▸ **Document text**:
- - -
Just for fun, one of the mazes it made:
___ ___ ___ ___ ___
___/ \___/ \___/ \___/ \___/ \___
/ \ \ / / / \ \
\ \___/ ___/ ___/ / \ /
/ \___/ ___ \ \___/ \ / \
\ / \___/ \ / \ / \___ \ /
/ / ___/ \___/ ___ \___/ \
\___/ / \___ \___/ \___ \ /
/ \ / ___ ___/ \___/ \
\___ \___/ \ \ / ___/
/ ___ \___/ \___/ \___/ \___ \
\___/ \___/ \___/ \___/ \___/ \___/
On 24-Jun-09, at 10:10 PM, Aaron MacDonald wrote:
>
> On 24-Jun-09, at 10:18 PM, Andrew Hunter wrote:
>> More to the point, however: you don't want more precision. Welcome
>> to
>> the world of numerical algorithms; floating point arithmetic is
>> inherently inexact. Get used to it. For example, I'll bet your
>> errors are caused by testing for equality against zero, and if I had
>> to guess, you're probably trying to terminate a procedure when some
>> value hits zero? It's not going to; you need to introduce the
>> concept
>> of tolerances, and accept if |val| < tol. This is a simplistic
>> solution and not really right in most cases, but might help. If you
>> want more advice about how to handle floating-point inaccuracy, could
>> you provide a program and what's going wrong?
- - -
▸ **Exercise data**:
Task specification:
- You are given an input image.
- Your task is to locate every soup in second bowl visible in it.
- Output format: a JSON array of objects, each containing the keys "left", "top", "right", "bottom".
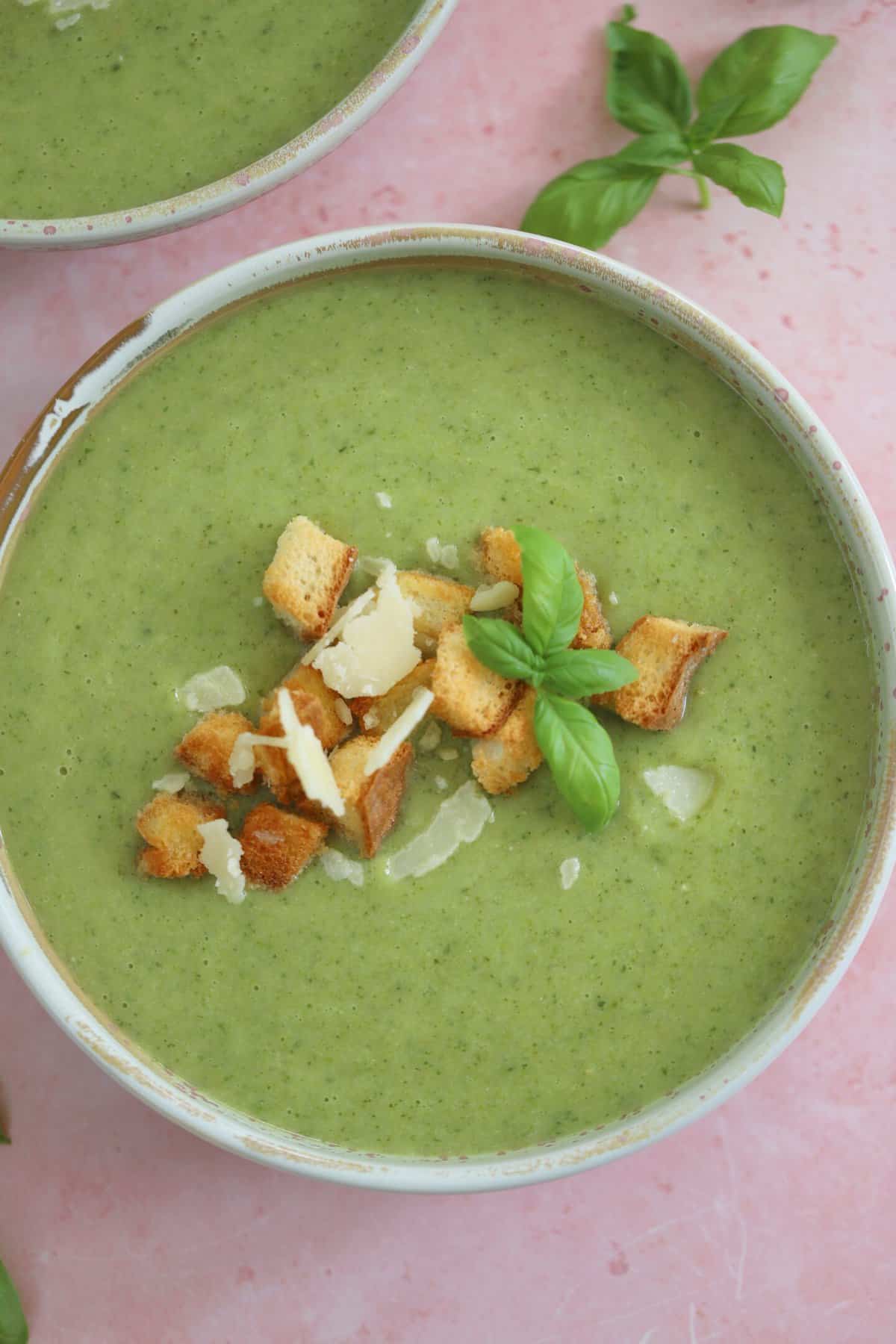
[{"left": 0, "top": 0, "right": 419, "bottom": 219}]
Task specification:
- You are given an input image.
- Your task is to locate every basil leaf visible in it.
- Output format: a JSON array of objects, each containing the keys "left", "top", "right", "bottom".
[
  {"left": 688, "top": 94, "right": 743, "bottom": 149},
  {"left": 543, "top": 649, "right": 638, "bottom": 700},
  {"left": 535, "top": 689, "right": 619, "bottom": 830},
  {"left": 612, "top": 131, "right": 691, "bottom": 168},
  {"left": 464, "top": 615, "right": 544, "bottom": 685},
  {"left": 0, "top": 1260, "right": 28, "bottom": 1344},
  {"left": 697, "top": 23, "right": 837, "bottom": 136},
  {"left": 513, "top": 527, "right": 585, "bottom": 653},
  {"left": 693, "top": 144, "right": 785, "bottom": 217},
  {"left": 607, "top": 15, "right": 691, "bottom": 134},
  {"left": 520, "top": 156, "right": 661, "bottom": 252}
]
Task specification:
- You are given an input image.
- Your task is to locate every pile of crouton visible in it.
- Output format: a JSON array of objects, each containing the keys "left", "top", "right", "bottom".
[{"left": 137, "top": 517, "right": 726, "bottom": 890}]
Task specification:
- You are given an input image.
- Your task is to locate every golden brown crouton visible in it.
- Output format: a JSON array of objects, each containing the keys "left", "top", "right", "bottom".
[
  {"left": 396, "top": 570, "right": 476, "bottom": 653},
  {"left": 175, "top": 709, "right": 255, "bottom": 793},
  {"left": 352, "top": 659, "right": 435, "bottom": 735},
  {"left": 262, "top": 514, "right": 358, "bottom": 640},
  {"left": 572, "top": 564, "right": 612, "bottom": 649},
  {"left": 592, "top": 615, "right": 728, "bottom": 731},
  {"left": 329, "top": 734, "right": 414, "bottom": 859},
  {"left": 473, "top": 685, "right": 543, "bottom": 793},
  {"left": 478, "top": 527, "right": 612, "bottom": 649},
  {"left": 432, "top": 625, "right": 523, "bottom": 738},
  {"left": 270, "top": 662, "right": 352, "bottom": 751},
  {"left": 239, "top": 803, "right": 329, "bottom": 891},
  {"left": 137, "top": 793, "right": 225, "bottom": 877},
  {"left": 255, "top": 662, "right": 351, "bottom": 806},
  {"left": 477, "top": 527, "right": 523, "bottom": 588}
]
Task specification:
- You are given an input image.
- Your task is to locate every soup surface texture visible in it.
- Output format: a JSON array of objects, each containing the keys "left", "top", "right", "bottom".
[
  {"left": 0, "top": 0, "right": 419, "bottom": 219},
  {"left": 0, "top": 266, "right": 872, "bottom": 1154}
]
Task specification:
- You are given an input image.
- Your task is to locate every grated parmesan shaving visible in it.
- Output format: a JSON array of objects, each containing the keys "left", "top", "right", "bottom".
[
  {"left": 301, "top": 588, "right": 375, "bottom": 667},
  {"left": 321, "top": 847, "right": 364, "bottom": 887},
  {"left": 175, "top": 664, "right": 246, "bottom": 714},
  {"left": 470, "top": 579, "right": 520, "bottom": 612},
  {"left": 419, "top": 719, "right": 442, "bottom": 751},
  {"left": 196, "top": 817, "right": 246, "bottom": 906},
  {"left": 560, "top": 859, "right": 582, "bottom": 891},
  {"left": 423, "top": 536, "right": 458, "bottom": 570},
  {"left": 152, "top": 770, "right": 190, "bottom": 793},
  {"left": 385, "top": 780, "right": 494, "bottom": 879},
  {"left": 364, "top": 687, "right": 435, "bottom": 774},
  {"left": 644, "top": 765, "right": 715, "bottom": 821},
  {"left": 277, "top": 685, "right": 345, "bottom": 817},
  {"left": 227, "top": 732, "right": 286, "bottom": 789},
  {"left": 313, "top": 566, "right": 420, "bottom": 700}
]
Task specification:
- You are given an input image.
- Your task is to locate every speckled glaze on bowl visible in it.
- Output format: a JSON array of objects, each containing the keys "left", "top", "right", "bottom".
[
  {"left": 0, "top": 0, "right": 457, "bottom": 247},
  {"left": 0, "top": 225, "right": 896, "bottom": 1192}
]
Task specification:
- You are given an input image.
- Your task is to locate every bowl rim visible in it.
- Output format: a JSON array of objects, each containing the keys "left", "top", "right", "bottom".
[
  {"left": 0, "top": 225, "right": 896, "bottom": 1192},
  {"left": 0, "top": 0, "right": 457, "bottom": 249}
]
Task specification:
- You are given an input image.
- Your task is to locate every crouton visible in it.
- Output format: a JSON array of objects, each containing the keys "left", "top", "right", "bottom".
[
  {"left": 478, "top": 527, "right": 612, "bottom": 649},
  {"left": 331, "top": 734, "right": 414, "bottom": 859},
  {"left": 239, "top": 803, "right": 329, "bottom": 891},
  {"left": 255, "top": 662, "right": 351, "bottom": 805},
  {"left": 471, "top": 685, "right": 543, "bottom": 793},
  {"left": 396, "top": 570, "right": 476, "bottom": 653},
  {"left": 175, "top": 709, "right": 255, "bottom": 793},
  {"left": 477, "top": 527, "right": 523, "bottom": 588},
  {"left": 351, "top": 659, "right": 435, "bottom": 734},
  {"left": 262, "top": 514, "right": 358, "bottom": 640},
  {"left": 274, "top": 662, "right": 352, "bottom": 751},
  {"left": 137, "top": 793, "right": 225, "bottom": 877},
  {"left": 572, "top": 564, "right": 612, "bottom": 649},
  {"left": 592, "top": 615, "right": 728, "bottom": 731},
  {"left": 432, "top": 625, "right": 523, "bottom": 738}
]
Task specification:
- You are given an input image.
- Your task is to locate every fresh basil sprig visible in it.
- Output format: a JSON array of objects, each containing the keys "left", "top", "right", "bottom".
[
  {"left": 520, "top": 4, "right": 837, "bottom": 249},
  {"left": 0, "top": 1260, "right": 28, "bottom": 1344},
  {"left": 464, "top": 527, "right": 638, "bottom": 830}
]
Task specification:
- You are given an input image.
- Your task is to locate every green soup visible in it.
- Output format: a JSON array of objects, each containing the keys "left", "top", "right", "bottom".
[
  {"left": 0, "top": 0, "right": 419, "bottom": 219},
  {"left": 0, "top": 266, "right": 872, "bottom": 1154}
]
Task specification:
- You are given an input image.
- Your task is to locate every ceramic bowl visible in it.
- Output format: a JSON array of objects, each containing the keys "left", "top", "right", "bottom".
[
  {"left": 0, "top": 225, "right": 896, "bottom": 1191},
  {"left": 0, "top": 0, "right": 457, "bottom": 247}
]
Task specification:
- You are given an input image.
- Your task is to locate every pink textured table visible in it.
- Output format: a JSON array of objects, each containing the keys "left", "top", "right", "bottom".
[{"left": 0, "top": 0, "right": 896, "bottom": 1344}]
- - -
▸ **Problems to solve**:
**1.** Find each line of the records that contains the word "bowl", and copy those lines.
**2.** Extend the thread on floating-point precision past its last line.

▸ **Exercise responses**:
**1.**
- Your task is to locate every soup in second bowl visible in it.
- Your task is to locate every speckled glaze on bowl visible in it.
- Your task is to locate every bowl rim visible in it.
- Your task is to locate every ceramic bowl visible in it.

**2.**
>
> What I'm specifically working on is a maze generator. The generator
> is based on Prim's algorithm: starting with a graph containing a
> single node, I connect new nodes to existing nodes that are not
> surrounded yet until I've reached a specified number of nodes in the
> graph.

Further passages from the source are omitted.